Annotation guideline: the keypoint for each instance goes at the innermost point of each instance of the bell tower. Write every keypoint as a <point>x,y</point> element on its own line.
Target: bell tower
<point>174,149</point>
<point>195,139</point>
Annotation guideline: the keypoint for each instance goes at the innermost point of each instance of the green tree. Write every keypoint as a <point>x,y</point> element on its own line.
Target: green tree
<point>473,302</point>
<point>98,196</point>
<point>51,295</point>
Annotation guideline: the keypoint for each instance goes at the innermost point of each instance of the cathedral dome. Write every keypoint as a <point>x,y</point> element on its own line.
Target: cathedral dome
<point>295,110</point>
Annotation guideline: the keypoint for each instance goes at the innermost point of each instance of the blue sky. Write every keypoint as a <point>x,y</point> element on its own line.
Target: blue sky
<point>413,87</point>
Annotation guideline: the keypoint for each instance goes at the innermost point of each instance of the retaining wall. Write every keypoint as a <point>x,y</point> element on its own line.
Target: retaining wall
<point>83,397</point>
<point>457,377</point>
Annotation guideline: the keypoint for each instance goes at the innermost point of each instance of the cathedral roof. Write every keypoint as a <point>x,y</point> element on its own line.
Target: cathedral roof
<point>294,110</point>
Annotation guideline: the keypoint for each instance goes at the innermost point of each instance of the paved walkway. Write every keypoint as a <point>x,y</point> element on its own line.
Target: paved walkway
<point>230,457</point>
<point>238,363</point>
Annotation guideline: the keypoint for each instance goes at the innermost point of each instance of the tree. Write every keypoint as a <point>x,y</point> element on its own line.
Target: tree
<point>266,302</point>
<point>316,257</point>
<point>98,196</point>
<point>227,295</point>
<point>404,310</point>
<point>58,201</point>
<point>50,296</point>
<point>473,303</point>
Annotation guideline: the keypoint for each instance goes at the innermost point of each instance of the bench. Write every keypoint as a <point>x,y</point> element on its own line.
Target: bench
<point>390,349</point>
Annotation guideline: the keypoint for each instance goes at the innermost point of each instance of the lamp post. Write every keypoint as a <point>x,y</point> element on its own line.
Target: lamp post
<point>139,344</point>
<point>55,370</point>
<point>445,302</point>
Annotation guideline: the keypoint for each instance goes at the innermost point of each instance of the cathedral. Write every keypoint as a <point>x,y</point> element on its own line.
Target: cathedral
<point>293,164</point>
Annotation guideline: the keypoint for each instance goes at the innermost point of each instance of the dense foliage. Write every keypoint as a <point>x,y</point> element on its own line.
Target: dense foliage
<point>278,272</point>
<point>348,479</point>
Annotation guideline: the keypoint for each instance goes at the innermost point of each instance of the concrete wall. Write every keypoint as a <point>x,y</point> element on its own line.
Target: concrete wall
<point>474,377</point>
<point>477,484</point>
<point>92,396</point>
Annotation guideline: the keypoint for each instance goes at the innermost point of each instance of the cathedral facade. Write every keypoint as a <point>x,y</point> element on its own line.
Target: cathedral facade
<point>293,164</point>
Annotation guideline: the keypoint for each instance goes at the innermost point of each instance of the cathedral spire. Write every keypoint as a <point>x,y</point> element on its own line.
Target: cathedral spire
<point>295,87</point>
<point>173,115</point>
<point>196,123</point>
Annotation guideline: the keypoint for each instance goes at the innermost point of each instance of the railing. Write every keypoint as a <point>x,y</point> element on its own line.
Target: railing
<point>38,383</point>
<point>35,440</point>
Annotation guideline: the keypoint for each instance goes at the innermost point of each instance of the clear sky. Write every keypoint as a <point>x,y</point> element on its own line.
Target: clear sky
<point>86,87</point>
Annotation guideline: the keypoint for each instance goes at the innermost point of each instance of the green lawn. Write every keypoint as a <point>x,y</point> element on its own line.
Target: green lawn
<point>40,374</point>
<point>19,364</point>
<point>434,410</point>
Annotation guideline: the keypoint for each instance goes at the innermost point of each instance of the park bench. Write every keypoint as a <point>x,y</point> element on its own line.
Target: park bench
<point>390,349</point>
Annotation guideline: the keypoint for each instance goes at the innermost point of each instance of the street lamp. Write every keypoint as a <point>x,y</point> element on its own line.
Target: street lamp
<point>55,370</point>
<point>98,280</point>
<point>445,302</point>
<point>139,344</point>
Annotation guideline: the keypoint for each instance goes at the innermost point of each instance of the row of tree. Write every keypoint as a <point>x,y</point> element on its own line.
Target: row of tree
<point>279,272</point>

__Task goal__: Write the material out once more, exactly.

__Answer to the exercise__:
Annotation guideline: the keypoint for each instance goes at the innermost point of each instance of the bell tower. Write every keypoint as a <point>x,y</point> element on its own line.
Target: bell tower
<point>174,149</point>
<point>195,139</point>
Annotation guideline: the keypoint for each instance goes at the innermost point of each instance of the green tree. Write every keypoint as a <point>x,y</point> element on its own line.
Target: green tree
<point>473,302</point>
<point>98,196</point>
<point>51,295</point>
Annotation guideline: the keypoint for each instance goes at the innermost point of each instance of the cathedral dome. Write every keypoint as a <point>x,y</point> element on its own line.
Target: cathedral dome
<point>295,110</point>
Annotation guideline: the keypoint for each instance goes at the innermost point of each instance of the blue sky. Write every keypoint as a <point>x,y</point> element on its own line.
Target: blue sky
<point>413,87</point>
Annotation guideline: the keypoint for each instance goes at the innermost point of each instance of the retaining wall. Write every keypoint as a <point>x,y</point> element on its own line.
Target: retaining wall
<point>83,397</point>
<point>457,377</point>
Annotation guideline: the keypoint for each instance goes at the innermost point of each instance of the cathedral roof. Write every keypoint as a <point>x,y</point> element on its own line.
Target: cathedral roof
<point>294,110</point>
Annotation guideline: the keypoint for each instance goes at the innermost point of each instance of the paved walkway. Write every keypoint as a <point>x,y</point> element on its own line.
Target: paved walkway
<point>230,457</point>
<point>238,363</point>
Annotation guideline: the keypoint for each instance goes at the innermost point of each instance of the tree. Write every keypoint as a <point>x,y</point> element on its own line.
Target: tree
<point>266,302</point>
<point>316,257</point>
<point>98,196</point>
<point>227,295</point>
<point>404,310</point>
<point>58,201</point>
<point>50,296</point>
<point>473,303</point>
Annotation guideline: the keypoint for each instance goes at the innermost point of each instance of the bench. Write every keypoint as a <point>x,y</point> element on its own line.
Target: bench
<point>390,349</point>
Annotation guideline: the keypoint for each instance goes at the innermost point of each instance of the lamp post. Write every keypoint as a <point>x,y</point> element on its own line.
Target: lamp post
<point>139,344</point>
<point>55,370</point>
<point>445,302</point>
Annotation guideline: the keypoint for each instance goes at the innermost point of each instance of the cathedral. Write every keypoint as a <point>x,y</point> element on its own line.
Target: cathedral
<point>293,164</point>
Annotation guideline: the keypoint for each instance goes at the innermost point of each instance of the dense foliage. Write every keypoint as a <point>x,y</point> element on its own line.
Target: dense foliage
<point>278,272</point>
<point>348,479</point>
Annotation guideline: the keypoint for each instance goes at the innermost point of each instance of the concrete wall. Write every keypoint as a <point>x,y</point> element on its own line.
Target: concrete wall
<point>474,377</point>
<point>477,484</point>
<point>92,396</point>
Annotation guideline: the keypoint for each instance goes at the innermost point of each instance of the cathedral facade. Write every keypoint as a <point>x,y</point> element on its own line.
Target: cathedral facade
<point>293,164</point>
Annotation guideline: the keypoint for each instance goes at the innermost point of each instance of the cathedral spire. Write every keypoint as a <point>x,y</point> element on its own line.
Target: cathedral spire
<point>295,87</point>
<point>173,115</point>
<point>196,123</point>
Annotation guideline: the keypoint for each instance goes at the innermost point of each instance of the railing. Write every keypoint as a <point>x,y</point> element on its own line.
Target: railing
<point>38,383</point>
<point>35,440</point>
Annotation guideline: the keypoint for each instance goes at the innermost point of each instance of the clear sky. Write every keypoint as a <point>x,y</point> element on its own line.
Target: clear sky
<point>86,87</point>
Annotation guideline: the keypoint for each instance goes at the innermost point of each instance of the green lawn. Write every keypoint as a <point>x,y</point> element on its own line.
Target: green lawn
<point>40,374</point>
<point>19,364</point>
<point>434,410</point>
Annotation guideline: the keypoint for each instance goes at the innermost point of each instance of the park bench. Write every keypoint as a <point>x,y</point> element on its own line.
Target: park bench
<point>390,349</point>
Annotation guideline: the keypoint for each instance goes at the innermost point of each instance of the street lamp. Write every keypoint as a <point>x,y</point> element on its own line.
Target: street lamp
<point>55,370</point>
<point>98,280</point>
<point>445,302</point>
<point>139,344</point>
Annotation guideline: the keypoint for each instance goes at the innermost point of each instance of the row of tree. Write every keypoint as a <point>x,y</point> element on its own line.
Target: row of tree
<point>279,272</point>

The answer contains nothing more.